*RECORD EXCERPTS:*
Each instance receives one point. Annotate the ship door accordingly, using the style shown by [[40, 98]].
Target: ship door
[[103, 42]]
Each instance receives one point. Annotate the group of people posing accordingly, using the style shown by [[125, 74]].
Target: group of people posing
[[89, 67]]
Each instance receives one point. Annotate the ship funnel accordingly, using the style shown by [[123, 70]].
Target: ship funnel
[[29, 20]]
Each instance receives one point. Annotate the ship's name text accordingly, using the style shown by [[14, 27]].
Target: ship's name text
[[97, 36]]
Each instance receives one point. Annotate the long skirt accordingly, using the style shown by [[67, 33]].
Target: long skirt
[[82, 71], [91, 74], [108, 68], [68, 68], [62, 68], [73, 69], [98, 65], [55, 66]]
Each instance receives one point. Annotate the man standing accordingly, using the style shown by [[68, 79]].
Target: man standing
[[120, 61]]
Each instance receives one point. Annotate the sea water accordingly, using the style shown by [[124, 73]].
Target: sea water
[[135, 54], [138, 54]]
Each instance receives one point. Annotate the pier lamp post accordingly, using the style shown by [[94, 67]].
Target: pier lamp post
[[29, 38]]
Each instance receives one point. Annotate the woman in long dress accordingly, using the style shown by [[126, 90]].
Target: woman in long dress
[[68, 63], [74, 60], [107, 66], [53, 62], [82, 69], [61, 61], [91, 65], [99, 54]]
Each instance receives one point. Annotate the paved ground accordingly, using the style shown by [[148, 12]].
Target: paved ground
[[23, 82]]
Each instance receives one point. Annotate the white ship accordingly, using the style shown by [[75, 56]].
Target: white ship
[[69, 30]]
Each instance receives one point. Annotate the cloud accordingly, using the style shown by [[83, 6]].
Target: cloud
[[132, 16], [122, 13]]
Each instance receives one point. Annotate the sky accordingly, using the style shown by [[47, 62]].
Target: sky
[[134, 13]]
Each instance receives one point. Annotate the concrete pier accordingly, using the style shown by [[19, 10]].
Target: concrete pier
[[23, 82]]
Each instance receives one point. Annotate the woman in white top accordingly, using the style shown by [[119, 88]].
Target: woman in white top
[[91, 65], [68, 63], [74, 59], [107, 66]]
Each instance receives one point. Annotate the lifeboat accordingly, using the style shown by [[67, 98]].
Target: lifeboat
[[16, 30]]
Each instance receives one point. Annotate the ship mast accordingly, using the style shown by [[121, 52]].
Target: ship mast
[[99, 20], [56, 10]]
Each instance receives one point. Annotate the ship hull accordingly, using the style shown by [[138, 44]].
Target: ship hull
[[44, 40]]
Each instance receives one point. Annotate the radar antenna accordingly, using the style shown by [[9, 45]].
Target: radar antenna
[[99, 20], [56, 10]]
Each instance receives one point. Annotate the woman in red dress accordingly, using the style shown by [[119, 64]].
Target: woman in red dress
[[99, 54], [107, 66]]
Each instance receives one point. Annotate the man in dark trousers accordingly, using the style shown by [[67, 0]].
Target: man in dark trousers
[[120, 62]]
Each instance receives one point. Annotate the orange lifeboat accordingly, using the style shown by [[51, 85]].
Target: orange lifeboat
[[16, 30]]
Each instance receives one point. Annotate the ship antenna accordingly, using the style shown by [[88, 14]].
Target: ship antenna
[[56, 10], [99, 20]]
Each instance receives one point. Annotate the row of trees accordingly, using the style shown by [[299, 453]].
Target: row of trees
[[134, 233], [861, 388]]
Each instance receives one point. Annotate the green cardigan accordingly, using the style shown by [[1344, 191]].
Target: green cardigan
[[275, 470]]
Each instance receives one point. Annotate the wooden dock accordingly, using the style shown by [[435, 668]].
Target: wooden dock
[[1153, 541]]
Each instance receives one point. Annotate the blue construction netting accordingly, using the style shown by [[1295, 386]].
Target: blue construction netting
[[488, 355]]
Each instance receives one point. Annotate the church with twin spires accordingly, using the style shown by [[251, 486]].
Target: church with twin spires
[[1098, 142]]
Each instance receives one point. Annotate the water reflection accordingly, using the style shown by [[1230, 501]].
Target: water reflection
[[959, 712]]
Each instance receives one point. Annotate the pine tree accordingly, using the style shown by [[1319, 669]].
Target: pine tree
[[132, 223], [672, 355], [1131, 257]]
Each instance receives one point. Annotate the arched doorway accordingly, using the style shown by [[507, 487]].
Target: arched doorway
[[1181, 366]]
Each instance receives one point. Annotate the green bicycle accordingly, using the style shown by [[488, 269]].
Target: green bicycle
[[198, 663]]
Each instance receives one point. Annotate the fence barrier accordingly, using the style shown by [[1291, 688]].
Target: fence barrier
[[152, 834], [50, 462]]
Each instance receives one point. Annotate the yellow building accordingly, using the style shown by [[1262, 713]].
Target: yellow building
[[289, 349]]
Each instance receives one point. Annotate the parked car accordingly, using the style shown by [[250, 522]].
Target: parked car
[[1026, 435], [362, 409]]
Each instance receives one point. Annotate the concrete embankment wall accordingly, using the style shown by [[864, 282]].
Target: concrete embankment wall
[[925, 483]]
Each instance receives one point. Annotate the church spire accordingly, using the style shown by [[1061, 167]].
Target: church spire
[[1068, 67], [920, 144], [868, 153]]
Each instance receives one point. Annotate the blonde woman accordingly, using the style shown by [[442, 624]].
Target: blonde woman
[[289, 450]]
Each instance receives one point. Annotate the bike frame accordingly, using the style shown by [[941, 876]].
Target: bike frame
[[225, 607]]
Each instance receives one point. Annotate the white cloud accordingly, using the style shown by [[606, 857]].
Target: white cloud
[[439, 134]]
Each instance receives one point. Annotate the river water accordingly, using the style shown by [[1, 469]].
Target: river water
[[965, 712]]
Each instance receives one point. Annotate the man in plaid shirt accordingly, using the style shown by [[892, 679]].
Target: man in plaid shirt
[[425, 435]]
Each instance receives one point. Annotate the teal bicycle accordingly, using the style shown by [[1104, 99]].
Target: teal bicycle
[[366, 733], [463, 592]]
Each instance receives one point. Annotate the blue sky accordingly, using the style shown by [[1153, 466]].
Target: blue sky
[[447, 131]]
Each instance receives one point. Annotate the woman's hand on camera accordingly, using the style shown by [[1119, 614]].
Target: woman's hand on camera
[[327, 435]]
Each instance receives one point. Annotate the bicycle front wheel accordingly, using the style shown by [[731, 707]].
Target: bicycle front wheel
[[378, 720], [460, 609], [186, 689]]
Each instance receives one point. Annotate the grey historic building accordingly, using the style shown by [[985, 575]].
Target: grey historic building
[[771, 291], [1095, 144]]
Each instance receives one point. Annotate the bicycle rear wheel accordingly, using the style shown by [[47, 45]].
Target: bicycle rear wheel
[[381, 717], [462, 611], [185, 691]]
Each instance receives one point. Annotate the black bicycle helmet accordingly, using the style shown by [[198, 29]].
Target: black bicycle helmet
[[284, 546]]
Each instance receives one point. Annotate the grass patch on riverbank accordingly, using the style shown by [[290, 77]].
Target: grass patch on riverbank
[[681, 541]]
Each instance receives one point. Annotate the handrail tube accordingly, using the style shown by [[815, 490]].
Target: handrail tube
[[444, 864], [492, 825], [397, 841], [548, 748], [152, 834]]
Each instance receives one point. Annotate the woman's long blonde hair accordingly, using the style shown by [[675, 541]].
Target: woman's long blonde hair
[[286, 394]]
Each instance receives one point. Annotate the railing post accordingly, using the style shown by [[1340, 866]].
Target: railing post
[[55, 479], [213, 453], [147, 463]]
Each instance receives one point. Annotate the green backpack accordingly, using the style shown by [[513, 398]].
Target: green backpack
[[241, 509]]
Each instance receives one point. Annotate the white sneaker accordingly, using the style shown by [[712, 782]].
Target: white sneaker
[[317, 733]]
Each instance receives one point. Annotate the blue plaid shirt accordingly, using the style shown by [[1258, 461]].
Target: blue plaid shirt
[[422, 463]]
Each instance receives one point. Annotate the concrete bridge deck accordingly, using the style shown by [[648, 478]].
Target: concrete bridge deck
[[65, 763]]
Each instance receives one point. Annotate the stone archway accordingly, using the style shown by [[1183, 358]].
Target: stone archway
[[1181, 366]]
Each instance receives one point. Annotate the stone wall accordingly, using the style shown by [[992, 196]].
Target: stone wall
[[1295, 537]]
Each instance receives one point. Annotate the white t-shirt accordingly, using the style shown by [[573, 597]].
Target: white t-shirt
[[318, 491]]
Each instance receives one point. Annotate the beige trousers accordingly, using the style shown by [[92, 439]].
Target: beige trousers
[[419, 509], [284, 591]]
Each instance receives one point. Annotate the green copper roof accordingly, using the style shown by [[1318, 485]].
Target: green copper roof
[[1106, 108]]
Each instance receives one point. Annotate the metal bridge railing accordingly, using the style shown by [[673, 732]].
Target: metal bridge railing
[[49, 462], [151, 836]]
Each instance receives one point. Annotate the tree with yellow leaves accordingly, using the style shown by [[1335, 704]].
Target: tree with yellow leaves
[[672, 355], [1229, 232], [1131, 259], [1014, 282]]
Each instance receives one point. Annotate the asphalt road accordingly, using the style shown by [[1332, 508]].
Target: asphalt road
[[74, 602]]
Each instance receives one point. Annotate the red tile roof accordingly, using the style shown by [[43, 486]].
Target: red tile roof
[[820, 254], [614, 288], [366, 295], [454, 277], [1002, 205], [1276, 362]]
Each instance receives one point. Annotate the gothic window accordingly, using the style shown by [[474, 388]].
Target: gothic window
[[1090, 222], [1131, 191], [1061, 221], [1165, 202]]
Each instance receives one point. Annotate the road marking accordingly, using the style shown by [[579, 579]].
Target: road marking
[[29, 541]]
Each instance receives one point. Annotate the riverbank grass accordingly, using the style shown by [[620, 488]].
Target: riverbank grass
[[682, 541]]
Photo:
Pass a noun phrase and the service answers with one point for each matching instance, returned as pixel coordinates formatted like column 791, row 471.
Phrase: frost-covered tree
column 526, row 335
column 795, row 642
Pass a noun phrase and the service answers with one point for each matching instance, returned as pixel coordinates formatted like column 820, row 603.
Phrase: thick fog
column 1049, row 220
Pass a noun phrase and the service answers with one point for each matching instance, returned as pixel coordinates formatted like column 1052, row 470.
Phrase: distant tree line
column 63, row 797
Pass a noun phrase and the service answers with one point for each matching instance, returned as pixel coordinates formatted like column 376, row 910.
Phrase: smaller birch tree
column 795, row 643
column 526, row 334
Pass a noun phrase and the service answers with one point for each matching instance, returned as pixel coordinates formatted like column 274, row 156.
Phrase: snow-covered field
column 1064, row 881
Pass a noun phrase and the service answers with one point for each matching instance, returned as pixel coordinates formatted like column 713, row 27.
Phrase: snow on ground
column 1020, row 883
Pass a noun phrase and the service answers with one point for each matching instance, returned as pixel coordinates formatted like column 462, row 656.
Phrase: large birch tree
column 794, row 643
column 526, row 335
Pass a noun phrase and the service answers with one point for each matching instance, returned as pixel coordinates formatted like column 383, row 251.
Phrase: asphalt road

*EXERCISE REQUIREMENTS:*
Rewrite the part of the material that opens with the line containing "Each instance receives one point. Annotate the handrail" and closes with the line containing "[[1295, 537]]", with "stone" replaced by "brick" and everything else unchanged. Output only those lines.

*SOLUTION TO THE PROBLEM:*
Each instance receives one point. Annotate the handrail tube accordingly, using the style shown by [[815, 490]].
Target: handrail tube
[[444, 864], [492, 825], [397, 841], [548, 748], [152, 834]]
Each instance receives one point. Annotate the woman's long blonde hair accordingly, using the style shown by [[675, 541]].
Target: woman's long blonde hair
[[286, 394]]
Each instance receives one point. Annotate the railing post accordingly, using the style shown by [[1340, 866]].
Target: railing post
[[55, 479], [213, 453], [147, 463]]
Each instance receives one point. Annotate the green backpack accordingly, using the style shown by [[513, 398]].
Target: green backpack
[[241, 509]]
Each instance receives one point. Annotate the white sneaker accordingly, using the style shown by [[712, 782]].
Target: white sneaker
[[317, 733]]
Each instance receives one point. Annotate the blue plaid shirt accordingly, using the style shown by [[1258, 461]].
Target: blue plaid shirt
[[422, 463]]
Each instance receives one point. Annotate the concrete bridge deck accordingly, using the style shown by [[648, 478]].
Target: concrete bridge deck
[[65, 763]]
Each instance receives one point. Annotate the brick archway accordingly, using the style shown by [[1183, 358]].
Target: brick archway
[[1181, 366]]
Each instance receives one point. Annotate the brick wall accordingly, using the style shown by [[992, 196]].
Target: brick wall
[[1295, 537]]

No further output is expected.